**ПРИМЕНИТЕ ПРОЧИТАННОЕ**:
a – В каком году, согласно отрывку о критике формализма, радикальные пролетарские критики обрушились на социологическую школу?
b – Перепишите из отрывка о критике формализма всё начиная со слов «Очерки по русской» и до слов «[Троцкий 1991: 130145].», заменив «партийных институций» на «государственных институций».
c – Откуда, по мнению Троцкого, проистекают высокомерие и опасность формализма? Ответьте по отрывку о критике формализма.

Очерки по русской литературной и музыкальной культуре - Бурова Ирина 5 стр.


В 1929 году радикальные пролетарские критики обрушились на социологическую школу, обвинив ее в несколько иных грехах, чем те, что были обнаружены в книге Бахтина о Достоевском. Однако Переверзев, как и Бахтин, был осужден за «психологизм» и недооценку определяющего влияния политики, экономики и социально-классовых отношений в художественном творчестве. В целом аргументы марксистов в споре с их противниками к концу 1920-х годов не стали ни мягче, ни жестче. Укрепилась, однако, их поддержка со стороны партийных институций. Что касается формализма, то наиболее осмысленная и принципиальная его критика появилась не к концу десятилетия, а в самом его начале, в пятой главе книги Льва Троцкого «Литература и революция» [Троцкий 1991: 130145].

Подобно Бахтину, Троцкий видел «немалую заслугу» этой «первой научной школы искусства» в переводе исследований «из состояния алхимии на положение химии» [Троцкий 1991:130]. «При всей поверхностности и реакционности», полагал Троцкий, формализм может быть полезен как для узколитературных задач, так и в широком симбиотическом, объясняющем плане для великих поэтов революционного футуризма, таких как Маяковский. Высокомерие и опасность проистекают из нежелания формализма признать «вспомогательное, служебно-техническое значение своих приемов» [Троцкий 1991: 131]. Как мы видели, ту же обеспокоенность разделяли с Троцким Бахтин и Волошинов. Однако в общем смысле, имея в виду те параметры, по которым мы рассматриваем четыре направления в литературной теории первого советского десятилетия, критика Троцким формализма показывает фундаментальные различия между его позицией и позицией бахтинского кружка.

Доминантой формализма было автономное, самоценное слово. Для Бахтина ею было взаимозависимое, незавершенное, обращенное к Другому слово. Для марксиста Троцкого, по контрасту, доминантой было человеческое поведение, воплощенное в действии социально детерминированном, классовосознательном, материальном и диалектическом. В знаменитом окончании пятой главы «Литературы и революции» Троцкий суммирует позицию формалистов, противопоставляя ей марксистский подход к делу: «Они иоанниты: для них в начале бе слово. А для нас в начале было дело. Слово явилось за ним как звуковая тень его» [Троцкий 1991: 145]. Понимание слова как теневого паразита действия имеет, конечно, древнюю традицию, восходящую к Платону. Позиция Троцкого вписывается в нее, апеллируя к тем русским мыслителям, кто увидел в Гегеле путь к выходу из летаргии, застоя и неуправляемости своей огромной страны. По мнению Троцкого, формалисты и идеалисты («гениальнейший из них Кант») «берут не динамику развития, а его поперечный разрез в день и час их собственного философского откровения» [Троцкий 1991: 144]. Такие мыслители составляют часть проблемы России, а не ее решения, полагал Троцкий, и литература в их руках перестает быть силой, направленной на общественное благо.

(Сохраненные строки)
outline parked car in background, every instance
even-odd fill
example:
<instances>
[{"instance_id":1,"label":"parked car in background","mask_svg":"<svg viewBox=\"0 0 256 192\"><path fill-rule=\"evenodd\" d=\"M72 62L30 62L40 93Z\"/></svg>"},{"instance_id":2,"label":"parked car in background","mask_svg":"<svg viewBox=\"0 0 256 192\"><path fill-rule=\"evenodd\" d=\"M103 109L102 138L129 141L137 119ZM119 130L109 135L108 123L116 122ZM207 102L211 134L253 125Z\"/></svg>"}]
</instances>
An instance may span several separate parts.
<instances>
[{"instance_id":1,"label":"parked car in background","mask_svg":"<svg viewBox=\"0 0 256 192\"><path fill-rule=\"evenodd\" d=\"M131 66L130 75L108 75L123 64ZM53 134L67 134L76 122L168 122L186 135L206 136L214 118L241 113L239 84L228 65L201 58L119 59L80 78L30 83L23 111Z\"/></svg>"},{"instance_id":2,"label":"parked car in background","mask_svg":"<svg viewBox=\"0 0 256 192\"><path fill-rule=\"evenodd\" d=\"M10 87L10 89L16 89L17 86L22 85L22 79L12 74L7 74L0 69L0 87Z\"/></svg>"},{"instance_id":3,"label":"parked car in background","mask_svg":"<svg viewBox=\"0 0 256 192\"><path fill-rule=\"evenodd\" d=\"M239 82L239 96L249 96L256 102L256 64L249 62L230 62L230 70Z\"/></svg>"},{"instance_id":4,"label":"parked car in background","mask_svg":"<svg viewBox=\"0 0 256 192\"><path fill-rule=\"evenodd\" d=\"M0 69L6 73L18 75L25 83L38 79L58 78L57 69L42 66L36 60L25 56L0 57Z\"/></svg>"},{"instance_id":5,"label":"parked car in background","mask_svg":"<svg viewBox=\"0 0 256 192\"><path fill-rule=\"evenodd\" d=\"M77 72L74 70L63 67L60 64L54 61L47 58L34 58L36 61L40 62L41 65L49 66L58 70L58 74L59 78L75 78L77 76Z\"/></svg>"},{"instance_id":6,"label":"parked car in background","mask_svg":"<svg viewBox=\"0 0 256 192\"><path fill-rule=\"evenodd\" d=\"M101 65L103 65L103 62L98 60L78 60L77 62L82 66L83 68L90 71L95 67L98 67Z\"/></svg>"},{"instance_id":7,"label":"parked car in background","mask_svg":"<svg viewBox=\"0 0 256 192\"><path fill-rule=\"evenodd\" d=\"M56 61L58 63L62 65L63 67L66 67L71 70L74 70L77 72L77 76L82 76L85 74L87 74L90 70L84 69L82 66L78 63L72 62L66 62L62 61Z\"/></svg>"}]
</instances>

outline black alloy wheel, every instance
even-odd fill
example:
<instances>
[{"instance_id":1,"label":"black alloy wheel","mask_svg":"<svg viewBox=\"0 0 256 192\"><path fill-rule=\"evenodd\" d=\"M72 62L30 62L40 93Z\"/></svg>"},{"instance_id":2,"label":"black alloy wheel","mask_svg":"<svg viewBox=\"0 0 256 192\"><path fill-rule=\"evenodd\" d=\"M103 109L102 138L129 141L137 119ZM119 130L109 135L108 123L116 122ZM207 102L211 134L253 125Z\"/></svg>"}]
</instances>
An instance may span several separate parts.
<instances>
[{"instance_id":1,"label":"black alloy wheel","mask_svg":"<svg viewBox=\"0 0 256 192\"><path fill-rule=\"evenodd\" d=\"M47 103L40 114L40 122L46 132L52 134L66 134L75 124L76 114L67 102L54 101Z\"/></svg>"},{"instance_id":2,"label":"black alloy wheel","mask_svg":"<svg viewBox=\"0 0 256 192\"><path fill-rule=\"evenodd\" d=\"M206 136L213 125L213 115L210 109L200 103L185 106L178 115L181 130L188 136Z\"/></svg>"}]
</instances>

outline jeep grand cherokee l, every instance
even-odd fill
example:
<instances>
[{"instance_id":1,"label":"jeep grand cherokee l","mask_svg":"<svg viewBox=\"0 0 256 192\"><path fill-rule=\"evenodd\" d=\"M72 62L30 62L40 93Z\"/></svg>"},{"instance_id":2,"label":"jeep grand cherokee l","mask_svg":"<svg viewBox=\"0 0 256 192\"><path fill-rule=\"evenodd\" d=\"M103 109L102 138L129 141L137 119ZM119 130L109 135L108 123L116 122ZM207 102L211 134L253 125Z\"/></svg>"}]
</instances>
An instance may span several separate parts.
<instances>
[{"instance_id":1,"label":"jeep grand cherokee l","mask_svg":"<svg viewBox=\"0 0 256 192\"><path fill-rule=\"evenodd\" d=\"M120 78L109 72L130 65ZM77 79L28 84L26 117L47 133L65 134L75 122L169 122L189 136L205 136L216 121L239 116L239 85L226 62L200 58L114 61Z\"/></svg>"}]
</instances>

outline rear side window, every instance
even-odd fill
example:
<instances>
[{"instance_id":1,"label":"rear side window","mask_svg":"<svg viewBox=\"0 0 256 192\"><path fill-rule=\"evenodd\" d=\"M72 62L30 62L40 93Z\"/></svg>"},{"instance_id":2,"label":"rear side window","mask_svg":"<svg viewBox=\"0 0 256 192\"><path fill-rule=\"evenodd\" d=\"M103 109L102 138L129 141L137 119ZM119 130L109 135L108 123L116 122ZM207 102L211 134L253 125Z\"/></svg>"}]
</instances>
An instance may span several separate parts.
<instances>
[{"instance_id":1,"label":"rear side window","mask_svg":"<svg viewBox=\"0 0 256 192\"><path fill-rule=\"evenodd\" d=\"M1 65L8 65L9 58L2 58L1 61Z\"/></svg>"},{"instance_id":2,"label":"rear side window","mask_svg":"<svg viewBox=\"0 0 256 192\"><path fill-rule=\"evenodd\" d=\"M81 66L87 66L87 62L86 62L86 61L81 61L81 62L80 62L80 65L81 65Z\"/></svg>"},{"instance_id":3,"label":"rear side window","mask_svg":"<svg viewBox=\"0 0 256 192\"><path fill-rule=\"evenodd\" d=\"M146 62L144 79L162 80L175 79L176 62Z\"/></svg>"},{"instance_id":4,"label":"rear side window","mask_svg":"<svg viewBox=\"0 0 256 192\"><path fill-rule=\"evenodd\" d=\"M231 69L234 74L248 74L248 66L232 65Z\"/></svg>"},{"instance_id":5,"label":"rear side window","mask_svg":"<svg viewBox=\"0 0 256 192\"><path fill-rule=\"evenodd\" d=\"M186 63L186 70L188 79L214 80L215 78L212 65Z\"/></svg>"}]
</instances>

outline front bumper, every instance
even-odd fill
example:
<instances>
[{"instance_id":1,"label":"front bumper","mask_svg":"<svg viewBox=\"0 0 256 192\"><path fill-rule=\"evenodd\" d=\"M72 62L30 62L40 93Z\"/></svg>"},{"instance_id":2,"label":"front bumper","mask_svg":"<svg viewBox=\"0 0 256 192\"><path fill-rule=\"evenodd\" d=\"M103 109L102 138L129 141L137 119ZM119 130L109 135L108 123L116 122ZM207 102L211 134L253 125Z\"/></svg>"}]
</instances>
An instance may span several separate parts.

**ОТВЕТЫ ПО НОМЕРАМ**:
a – В 1929 году.

b –
Очерки по русской литературной и музыкальной культуре - Бурова Ирина 5 стр.


В 1929 году радикальные пролетарские критики обрушились на социологическую школу, обвинив ее в несколько иных грехах, чем те, что были обнаружены в книге Бахтина о Достоевском. Однако Переверзев, как и Бахтин, был осужден за «психологизм» и недооценку определяющего влияния политики, экономики и социально-классовых отношений в художественном творчестве. В целом аргументы марксистов в споре с их противниками к концу 1920-х годов не стали ни мягче, ни жестче. Укрепилась, однако, их поддержка со стороны государственных институций. Что касается формализма, то наиболее осмысленная и принципиальная его критика появилась не к концу десятилетия, а в самом его начале, в пятой главе книги Льва Троцкого «Литература и революция» [Троцкий 1991: 130145].

c – По мнению Троцкого, высокомерие и опасность формализма проистекают из его нежелания признать «вспомогательное, служебно-техническое значение своих приемов».